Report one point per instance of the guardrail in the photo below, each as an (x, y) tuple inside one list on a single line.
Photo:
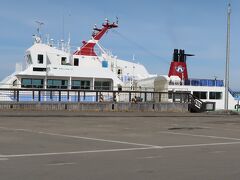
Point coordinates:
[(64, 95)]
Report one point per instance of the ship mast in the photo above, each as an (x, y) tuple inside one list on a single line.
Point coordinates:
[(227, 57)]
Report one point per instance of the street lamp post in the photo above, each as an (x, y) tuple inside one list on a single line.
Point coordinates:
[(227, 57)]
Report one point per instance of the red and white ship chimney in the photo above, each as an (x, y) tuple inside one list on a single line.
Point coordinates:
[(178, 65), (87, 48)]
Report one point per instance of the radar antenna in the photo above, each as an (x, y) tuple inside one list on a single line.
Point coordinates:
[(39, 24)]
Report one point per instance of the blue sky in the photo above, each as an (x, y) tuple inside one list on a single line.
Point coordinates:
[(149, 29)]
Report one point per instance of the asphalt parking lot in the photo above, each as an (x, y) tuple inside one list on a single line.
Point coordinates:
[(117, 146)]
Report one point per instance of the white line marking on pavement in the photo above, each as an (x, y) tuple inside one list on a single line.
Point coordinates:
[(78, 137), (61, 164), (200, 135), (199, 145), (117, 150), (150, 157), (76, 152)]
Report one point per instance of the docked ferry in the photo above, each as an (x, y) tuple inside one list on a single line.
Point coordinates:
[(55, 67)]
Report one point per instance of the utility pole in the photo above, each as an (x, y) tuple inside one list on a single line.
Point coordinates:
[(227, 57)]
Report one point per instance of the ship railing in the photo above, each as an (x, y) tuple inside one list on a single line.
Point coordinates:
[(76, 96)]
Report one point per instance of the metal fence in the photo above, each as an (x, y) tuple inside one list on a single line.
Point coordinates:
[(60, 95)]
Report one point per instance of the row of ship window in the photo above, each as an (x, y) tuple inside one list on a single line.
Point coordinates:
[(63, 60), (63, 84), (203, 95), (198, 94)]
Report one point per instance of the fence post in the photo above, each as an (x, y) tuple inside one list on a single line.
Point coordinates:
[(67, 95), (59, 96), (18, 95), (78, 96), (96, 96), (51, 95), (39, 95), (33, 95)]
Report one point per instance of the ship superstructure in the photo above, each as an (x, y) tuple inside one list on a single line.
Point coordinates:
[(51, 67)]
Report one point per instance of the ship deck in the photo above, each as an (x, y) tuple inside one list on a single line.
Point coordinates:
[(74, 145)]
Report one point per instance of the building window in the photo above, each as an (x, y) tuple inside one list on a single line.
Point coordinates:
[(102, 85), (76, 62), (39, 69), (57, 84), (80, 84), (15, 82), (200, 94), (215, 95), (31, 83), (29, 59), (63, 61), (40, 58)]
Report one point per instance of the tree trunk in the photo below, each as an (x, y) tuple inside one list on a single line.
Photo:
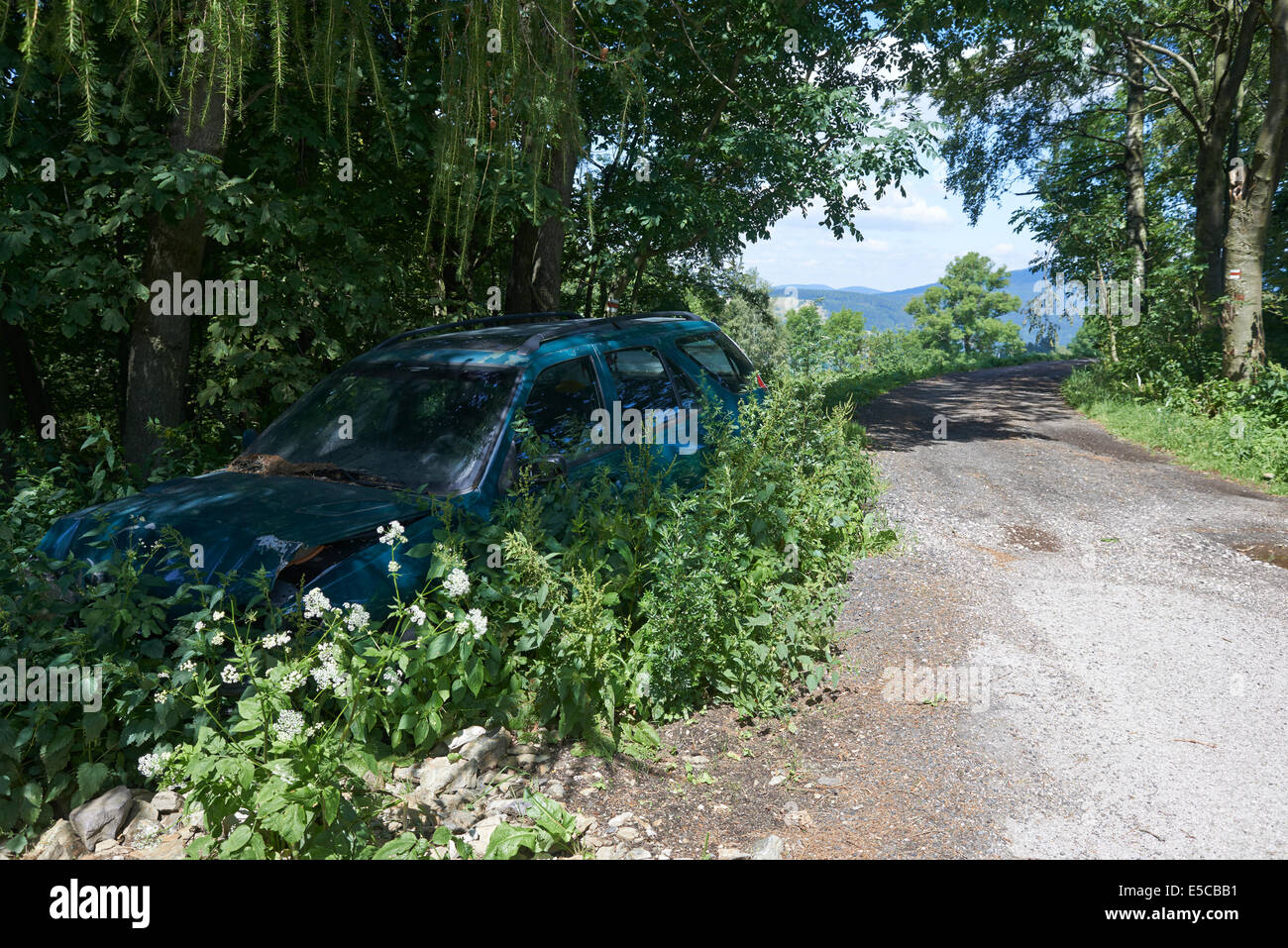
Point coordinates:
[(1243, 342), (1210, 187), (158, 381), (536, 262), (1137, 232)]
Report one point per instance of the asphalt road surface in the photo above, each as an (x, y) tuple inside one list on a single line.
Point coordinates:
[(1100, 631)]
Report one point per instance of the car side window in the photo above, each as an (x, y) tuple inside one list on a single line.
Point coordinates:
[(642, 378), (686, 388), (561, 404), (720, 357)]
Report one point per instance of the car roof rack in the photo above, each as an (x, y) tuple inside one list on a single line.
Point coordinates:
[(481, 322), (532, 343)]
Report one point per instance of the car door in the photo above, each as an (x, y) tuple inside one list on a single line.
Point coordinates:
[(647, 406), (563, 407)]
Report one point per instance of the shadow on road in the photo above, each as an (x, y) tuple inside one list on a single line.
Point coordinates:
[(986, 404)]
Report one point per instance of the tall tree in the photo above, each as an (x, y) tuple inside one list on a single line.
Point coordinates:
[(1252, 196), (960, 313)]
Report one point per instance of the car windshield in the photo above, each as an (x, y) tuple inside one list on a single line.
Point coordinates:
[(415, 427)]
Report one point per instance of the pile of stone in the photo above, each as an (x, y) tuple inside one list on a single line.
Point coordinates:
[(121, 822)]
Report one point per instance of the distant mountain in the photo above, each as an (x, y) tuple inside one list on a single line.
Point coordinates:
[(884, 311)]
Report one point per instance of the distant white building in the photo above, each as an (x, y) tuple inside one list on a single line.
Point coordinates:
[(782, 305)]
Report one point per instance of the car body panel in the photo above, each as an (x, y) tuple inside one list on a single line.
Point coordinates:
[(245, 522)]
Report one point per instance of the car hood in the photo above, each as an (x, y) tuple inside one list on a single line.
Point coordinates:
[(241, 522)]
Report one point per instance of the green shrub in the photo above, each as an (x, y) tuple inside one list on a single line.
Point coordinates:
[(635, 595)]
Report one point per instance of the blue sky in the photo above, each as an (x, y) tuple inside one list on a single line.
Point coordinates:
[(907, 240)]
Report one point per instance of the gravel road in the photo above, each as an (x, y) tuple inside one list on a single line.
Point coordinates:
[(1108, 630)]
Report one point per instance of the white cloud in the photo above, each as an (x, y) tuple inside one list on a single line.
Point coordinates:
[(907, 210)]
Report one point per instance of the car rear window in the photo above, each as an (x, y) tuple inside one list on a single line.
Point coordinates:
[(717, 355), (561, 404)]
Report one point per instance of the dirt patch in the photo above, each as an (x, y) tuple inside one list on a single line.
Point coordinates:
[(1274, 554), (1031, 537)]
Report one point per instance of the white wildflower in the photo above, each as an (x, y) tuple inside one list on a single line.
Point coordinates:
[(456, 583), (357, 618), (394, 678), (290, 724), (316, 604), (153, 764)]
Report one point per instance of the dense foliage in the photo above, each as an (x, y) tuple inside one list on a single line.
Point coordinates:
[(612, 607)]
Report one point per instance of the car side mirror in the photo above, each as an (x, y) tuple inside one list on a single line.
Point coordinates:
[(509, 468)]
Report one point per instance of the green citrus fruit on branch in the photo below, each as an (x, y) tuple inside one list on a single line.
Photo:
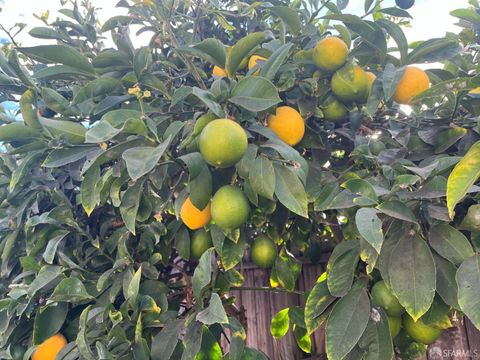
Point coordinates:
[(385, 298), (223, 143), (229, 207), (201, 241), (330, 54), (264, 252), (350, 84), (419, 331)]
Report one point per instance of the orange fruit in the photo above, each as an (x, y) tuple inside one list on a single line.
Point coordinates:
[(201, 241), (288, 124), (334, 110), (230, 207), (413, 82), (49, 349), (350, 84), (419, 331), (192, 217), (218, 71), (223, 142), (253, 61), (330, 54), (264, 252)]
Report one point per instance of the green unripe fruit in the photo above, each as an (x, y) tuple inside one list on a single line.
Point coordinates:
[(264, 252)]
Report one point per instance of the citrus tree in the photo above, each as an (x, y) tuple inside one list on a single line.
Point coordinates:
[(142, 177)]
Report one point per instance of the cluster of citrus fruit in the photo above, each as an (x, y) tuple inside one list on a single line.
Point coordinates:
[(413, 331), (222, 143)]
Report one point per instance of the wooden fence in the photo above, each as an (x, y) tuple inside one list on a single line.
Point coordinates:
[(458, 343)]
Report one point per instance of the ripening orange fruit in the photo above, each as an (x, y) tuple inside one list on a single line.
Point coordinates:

——

◆ DESCRIPTION OF THE TASK ◆
Reproduce every line of all the entries above word for word, omitting the pictures.

◆ RESPONSE BELOW ◆
Report one point per instance of the guardrail in the photo below, each as an (x, y) tuple inside one list on a single line.
Photo:
Point coordinates:
[(64, 95)]
Report one point per instance of the ship mast in the photo above, each as an (x, y) tuple inside one list on a single line.
Point coordinates:
[(227, 57)]
Report one point per instance of the street lamp post in the photo above, each as an (x, y) tuple inside one list on a single line.
Point coordinates:
[(227, 57)]
Report one point per instance of the red and white ship chimney in the photo above, each as an (x, y) tuple inside one list on a single line.
Point coordinates:
[(178, 65), (87, 48)]
Report one point per instance of the radar antenna in the photo above, each as an (x, y) tuple inside one list on a single line.
Point coordinates:
[(39, 24)]
Report one point per instance of the blue sky in the photo above, each as an (x, y) tuple inside one list on a single line.
Point coordinates:
[(149, 29)]
Report one point per instance of the asphalt parking lot in the photo above, each as an (x, y) tuple inside one list on a single line.
Point coordinates:
[(117, 146)]
Report one point per instance of the white line marking on pavement in the photo above, each as an (x, y) tuple inside one list on a single line.
Point coordinates:
[(78, 137), (61, 164), (200, 135), (199, 145), (117, 150), (150, 157), (76, 152)]
Report one point per instance of the docked ferry in the photo above, each as an (x, y) tuple inside one list on a single line.
Point coordinates:
[(55, 67)]
Report one point per instance of the utility pole in the photo above, each as an (x, y) tuple inside one list on a single line.
Point coordinates:
[(227, 57)]
Report one point per instance of the ship railing in the photo above, each as an (x, y) tuple inside one list on a single line.
Point coordinates:
[(76, 96)]
Report one point per instance of the metal fence in the photo above, each as an (x, y) tuple inside one list on a single line.
Point coordinates:
[(60, 95)]
Report one point per instance of the row of ship window in the photo above, each as an (x, y) tuple inside one list on a single line.
Point coordinates:
[(63, 60), (63, 84), (203, 95), (198, 94)]
Report one point per instance of the fence post in the photo above, each as an (x, y) tuple inside one list on a single line.
Point coordinates:
[(67, 95), (59, 96), (18, 95), (78, 96), (96, 96), (51, 95), (39, 95), (33, 95)]
Report one point per instance of the ship superstructure in the photo above, each as an (x, y) tuple inside one list on a single line.
Point coordinates:
[(51, 67)]
Report one point per instance of the ship deck in the photo above, each as an (x, y) tuple inside one list on a single line.
Point coordinates:
[(74, 145)]
Report one point per instance of the building window in the photo above, each as an (x, y) tuple inside one list on a single line.
Point coordinates:
[(102, 85), (76, 62), (39, 69), (57, 84), (80, 84), (15, 82), (200, 94), (215, 95), (31, 83), (29, 59), (63, 61), (40, 58)]
Report one point per instance of the tree trunk in the photo below, each as an (x, y) tuple inside one list on a single line.
Photo:
Point coordinates:
[(1243, 342), (1210, 187), (158, 381), (536, 262), (1137, 232)]
Report one point per instance of the asphalt road surface in the photo above, each as an (x, y) tuple inside one list on a single line.
Point coordinates:
[(1100, 631)]
Report one point per instance of the car side window in the photo above, each as an (x, y) tuple inside one list on a single line.
Point coordinates:
[(642, 378), (686, 388), (561, 404), (720, 357)]
Report one point per instance of the car roof rack in the photo above, each as an (x, y) tuple inside one list on a single line.
Point coordinates:
[(481, 322), (532, 343)]
Report one point per instance of the car door in the photo above, each as an (x, y) tuple inside one list on a single line.
Point coordinates:
[(647, 406), (563, 407)]
Report one point per instance of the shadow on road in the photo above, each as an (x, y) tuple inside one list on a single line.
Point coordinates:
[(986, 404)]
Report one point per instance of the tall tree in the photo above, each as an (x, y) tuple inside one list on a single line.
Point coordinates:
[(1252, 196), (960, 313)]
Report one point per instance of the car windshield in the photo above, each as an (x, y) tuple inside one list on a single line.
Point coordinates:
[(415, 427)]
Report one point per instance of the pile of stone in the photo above, each as an (x, y) tuple inside one list on a single line.
Point coordinates:
[(121, 822)]
Report one point per instance of the distant mountain in the photo above, each as an (x, y) tuple inside one list on a single line.
Point coordinates:
[(884, 311)]
Report one point per instance of the distant white building in the photo above, each as an (x, y) tuple inside one list on a single line.
Point coordinates:
[(782, 305)]
Report one point per instance of the car body panel in the photo above, each as an (x, y) tuple inside one list on a single line.
Point coordinates:
[(245, 522)]
Report one point per instance of the car hood in the photo above, each as an (x, y) tuple inside one list on a single line.
Point coordinates:
[(241, 522)]
Report one point per instance of the green shrub in the photo above, each as an (x, y) tuple inside one list on a single line.
Point coordinates:
[(635, 595)]
Report one point per instance of the blue sky in the photo above, each as an (x, y) tuple inside one list on a single line.
Point coordinates:
[(907, 240)]
Report one point per instance of the gravel road in the photo above, each as an (x, y) tuple inside one list on a single line.
Point coordinates:
[(1108, 630)]
Report one point per instance of the white cloud in the photo above, each as an (x, y) tuple inside one list on a single line.
Point coordinates:
[(907, 210)]
Report one point per instance of the car rear window in the photo above, each as an (x, y) tuple inside one list on a single line.
Point coordinates:
[(717, 355), (561, 404)]
Report one point per instance of the dirt patch in the photo above, each as an (x, y) tuple inside one list on a single line.
Point coordinates:
[(1274, 554), (1031, 537)]
Report one point per instance of the white wildflower in the photo above, each as an (x, y) tuple inside one list on a single line.
Point coordinates:
[(456, 583), (357, 618), (394, 678), (290, 724), (316, 604), (153, 764)]
Report one point per instance of the dense foliage in the photo above, each as an (x, y) tuple inside one list on a single line.
Point coordinates:
[(612, 607)]
Report one point per instance of the car side mirror in the photo above, each as an (x, y) tuple inside one list on a single line.
Point coordinates:
[(509, 468)]
Report one point per instance of the green citrus fruit on branch in the photo below, each as an (x, y) tuple inside one list on a single line.
Photo:
Point coordinates:
[(385, 298), (223, 143), (229, 207), (201, 241), (330, 54), (264, 252), (350, 84), (419, 331)]
Report one point per instance of the orange fruit in the photo above, each as an (x, y) tuple inside one list on a single line.
Point coordinates:
[(201, 241), (288, 124), (334, 110), (230, 207), (413, 82), (49, 349), (350, 84), (419, 331), (192, 217), (218, 71), (223, 142), (253, 61), (330, 54), (264, 252)]
Report one point per instance of the green unripe fruit in the photo above, each as an (x, y) tuple inside one list on a single line.
Point coordinates:
[(264, 252)]
Report one point per instance of the citrus tree in the photo above, each as an (x, y) tuple inside one list on a single line.
Point coordinates:
[(142, 177)]
Report one point per instance of the cluster of citrus fruit in the photo above, each as an (x, y) tuple inside one list on a single line.
Point coordinates:
[(413, 331), (222, 143)]
Report one point per instance of the wooden fence in the photo above, each as an (x, y) tuple inside one list on a single line.
Point coordinates:
[(458, 343)]
Report one point per instance of the ripening orange fruit in the photo above, each as an (x, y) tuple inside one list on a single line.
Point coordinates:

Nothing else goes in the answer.